* _Point localization data_
────────

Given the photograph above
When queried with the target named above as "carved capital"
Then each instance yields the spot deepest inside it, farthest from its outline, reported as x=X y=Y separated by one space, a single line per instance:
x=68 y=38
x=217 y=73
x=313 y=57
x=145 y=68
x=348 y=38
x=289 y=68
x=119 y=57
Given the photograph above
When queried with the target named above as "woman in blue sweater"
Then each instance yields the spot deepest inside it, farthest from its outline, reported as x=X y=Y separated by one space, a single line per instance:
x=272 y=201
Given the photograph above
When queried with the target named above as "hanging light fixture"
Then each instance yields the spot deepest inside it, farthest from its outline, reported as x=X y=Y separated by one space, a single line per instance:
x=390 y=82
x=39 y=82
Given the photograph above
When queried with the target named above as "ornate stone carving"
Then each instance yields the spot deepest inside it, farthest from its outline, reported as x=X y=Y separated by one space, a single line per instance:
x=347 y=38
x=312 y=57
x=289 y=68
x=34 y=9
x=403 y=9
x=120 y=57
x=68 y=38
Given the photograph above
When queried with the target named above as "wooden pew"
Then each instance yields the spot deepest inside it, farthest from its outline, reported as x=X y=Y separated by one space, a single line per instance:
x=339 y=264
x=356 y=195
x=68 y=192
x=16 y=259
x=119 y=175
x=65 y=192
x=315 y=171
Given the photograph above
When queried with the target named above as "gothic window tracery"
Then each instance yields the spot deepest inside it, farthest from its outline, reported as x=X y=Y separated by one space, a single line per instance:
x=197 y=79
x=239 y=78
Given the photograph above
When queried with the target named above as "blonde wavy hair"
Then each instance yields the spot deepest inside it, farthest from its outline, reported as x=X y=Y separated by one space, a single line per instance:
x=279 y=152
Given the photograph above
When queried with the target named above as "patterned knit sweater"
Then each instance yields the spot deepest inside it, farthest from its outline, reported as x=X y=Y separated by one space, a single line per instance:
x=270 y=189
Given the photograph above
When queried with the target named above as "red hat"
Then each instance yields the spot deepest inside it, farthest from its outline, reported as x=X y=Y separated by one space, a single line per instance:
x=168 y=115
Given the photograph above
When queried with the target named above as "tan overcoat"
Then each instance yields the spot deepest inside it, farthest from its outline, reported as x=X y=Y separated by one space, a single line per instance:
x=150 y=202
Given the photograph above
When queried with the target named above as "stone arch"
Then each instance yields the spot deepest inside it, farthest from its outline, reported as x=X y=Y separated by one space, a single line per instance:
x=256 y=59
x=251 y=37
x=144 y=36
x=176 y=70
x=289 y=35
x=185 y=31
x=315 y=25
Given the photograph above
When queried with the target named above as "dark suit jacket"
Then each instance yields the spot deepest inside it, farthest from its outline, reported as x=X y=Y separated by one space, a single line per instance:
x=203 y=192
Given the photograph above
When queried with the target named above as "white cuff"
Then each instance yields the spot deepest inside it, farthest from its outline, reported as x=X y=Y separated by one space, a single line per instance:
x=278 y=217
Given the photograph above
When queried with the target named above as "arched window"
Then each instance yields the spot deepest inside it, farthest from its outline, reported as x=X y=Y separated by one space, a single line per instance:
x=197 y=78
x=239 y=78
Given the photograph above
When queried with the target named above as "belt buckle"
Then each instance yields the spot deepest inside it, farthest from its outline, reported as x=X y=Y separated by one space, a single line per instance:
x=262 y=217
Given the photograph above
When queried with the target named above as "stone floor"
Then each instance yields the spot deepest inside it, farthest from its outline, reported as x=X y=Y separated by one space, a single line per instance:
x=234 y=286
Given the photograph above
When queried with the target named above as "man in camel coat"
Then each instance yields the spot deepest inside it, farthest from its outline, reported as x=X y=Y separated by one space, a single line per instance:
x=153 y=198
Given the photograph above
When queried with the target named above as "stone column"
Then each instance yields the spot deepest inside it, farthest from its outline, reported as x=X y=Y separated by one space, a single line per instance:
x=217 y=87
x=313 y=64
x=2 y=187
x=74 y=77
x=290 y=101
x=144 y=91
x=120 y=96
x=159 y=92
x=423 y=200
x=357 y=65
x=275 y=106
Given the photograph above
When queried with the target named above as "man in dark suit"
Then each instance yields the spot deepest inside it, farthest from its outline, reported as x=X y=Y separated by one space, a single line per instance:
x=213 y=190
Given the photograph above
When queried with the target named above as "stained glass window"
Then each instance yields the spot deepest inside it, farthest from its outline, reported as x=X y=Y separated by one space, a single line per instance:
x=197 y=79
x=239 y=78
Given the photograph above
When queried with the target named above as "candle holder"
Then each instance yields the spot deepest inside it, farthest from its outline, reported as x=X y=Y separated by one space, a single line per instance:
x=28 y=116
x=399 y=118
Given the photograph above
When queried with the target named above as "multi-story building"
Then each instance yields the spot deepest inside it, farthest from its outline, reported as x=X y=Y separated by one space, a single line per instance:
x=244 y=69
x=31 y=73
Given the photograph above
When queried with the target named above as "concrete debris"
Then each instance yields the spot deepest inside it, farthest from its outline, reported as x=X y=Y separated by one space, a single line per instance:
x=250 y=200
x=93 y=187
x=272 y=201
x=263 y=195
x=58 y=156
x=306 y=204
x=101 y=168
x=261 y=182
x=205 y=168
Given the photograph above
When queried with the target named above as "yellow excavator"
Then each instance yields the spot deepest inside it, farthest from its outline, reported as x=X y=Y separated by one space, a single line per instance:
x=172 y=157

────────

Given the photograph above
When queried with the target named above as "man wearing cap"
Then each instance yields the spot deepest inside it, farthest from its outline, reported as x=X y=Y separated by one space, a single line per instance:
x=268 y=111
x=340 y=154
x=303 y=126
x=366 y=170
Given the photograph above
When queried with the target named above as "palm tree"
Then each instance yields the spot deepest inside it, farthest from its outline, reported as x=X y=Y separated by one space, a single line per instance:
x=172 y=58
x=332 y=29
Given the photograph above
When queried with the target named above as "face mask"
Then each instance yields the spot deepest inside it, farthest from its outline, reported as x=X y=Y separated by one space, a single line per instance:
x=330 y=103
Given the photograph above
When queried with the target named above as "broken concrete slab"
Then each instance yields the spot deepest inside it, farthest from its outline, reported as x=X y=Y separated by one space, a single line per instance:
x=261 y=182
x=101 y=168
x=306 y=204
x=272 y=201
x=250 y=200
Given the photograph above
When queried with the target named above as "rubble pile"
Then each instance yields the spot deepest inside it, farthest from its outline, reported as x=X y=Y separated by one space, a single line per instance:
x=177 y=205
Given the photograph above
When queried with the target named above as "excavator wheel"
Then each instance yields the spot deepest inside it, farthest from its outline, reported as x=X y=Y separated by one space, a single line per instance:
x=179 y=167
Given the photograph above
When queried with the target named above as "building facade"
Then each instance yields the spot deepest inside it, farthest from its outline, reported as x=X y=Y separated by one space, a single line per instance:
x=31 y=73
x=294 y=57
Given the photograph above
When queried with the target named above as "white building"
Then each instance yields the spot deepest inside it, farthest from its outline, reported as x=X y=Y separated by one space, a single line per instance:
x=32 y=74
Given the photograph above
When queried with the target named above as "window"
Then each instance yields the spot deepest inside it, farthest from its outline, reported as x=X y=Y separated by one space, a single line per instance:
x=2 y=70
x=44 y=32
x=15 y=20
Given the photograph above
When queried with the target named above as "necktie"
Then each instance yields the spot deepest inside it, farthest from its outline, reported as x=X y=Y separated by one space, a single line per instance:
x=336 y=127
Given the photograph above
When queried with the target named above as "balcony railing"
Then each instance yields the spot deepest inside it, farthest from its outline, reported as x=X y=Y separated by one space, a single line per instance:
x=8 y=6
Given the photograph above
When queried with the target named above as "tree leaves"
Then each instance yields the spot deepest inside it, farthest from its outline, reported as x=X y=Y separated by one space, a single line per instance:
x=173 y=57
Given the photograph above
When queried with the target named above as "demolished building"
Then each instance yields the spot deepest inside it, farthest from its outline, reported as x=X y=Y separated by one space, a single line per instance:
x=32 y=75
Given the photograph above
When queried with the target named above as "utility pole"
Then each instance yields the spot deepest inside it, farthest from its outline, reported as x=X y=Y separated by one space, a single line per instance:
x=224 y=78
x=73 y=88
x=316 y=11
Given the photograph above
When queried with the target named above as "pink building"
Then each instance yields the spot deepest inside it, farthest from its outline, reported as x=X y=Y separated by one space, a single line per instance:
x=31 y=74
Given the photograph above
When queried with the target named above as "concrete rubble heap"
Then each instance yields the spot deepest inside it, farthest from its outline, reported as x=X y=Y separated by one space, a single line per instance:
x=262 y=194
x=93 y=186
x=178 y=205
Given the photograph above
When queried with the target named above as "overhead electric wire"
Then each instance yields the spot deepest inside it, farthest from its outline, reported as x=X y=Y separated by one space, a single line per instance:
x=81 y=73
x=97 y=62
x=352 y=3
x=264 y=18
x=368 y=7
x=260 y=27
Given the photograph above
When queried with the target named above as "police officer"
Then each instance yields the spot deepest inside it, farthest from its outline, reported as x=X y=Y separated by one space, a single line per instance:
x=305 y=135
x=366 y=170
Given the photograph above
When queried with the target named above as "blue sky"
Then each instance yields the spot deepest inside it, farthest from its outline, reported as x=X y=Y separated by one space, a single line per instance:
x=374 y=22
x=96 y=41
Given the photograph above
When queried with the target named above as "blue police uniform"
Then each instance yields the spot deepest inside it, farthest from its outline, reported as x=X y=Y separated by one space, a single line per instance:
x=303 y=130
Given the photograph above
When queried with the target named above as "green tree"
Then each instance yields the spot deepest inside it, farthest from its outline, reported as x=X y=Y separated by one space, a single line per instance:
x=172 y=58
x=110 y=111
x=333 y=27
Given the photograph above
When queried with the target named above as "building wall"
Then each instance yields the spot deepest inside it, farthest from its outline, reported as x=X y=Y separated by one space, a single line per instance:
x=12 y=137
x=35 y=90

────────

* _TASK STATEMENT_
Copy out each line of the records where the string "concrete" appears.

* _RESPONSE_
When queried with the target named above as "concrete debris"
When queried with the target named above as "broken concrete slab"
When queried with the target named above as "concrete rubble heap"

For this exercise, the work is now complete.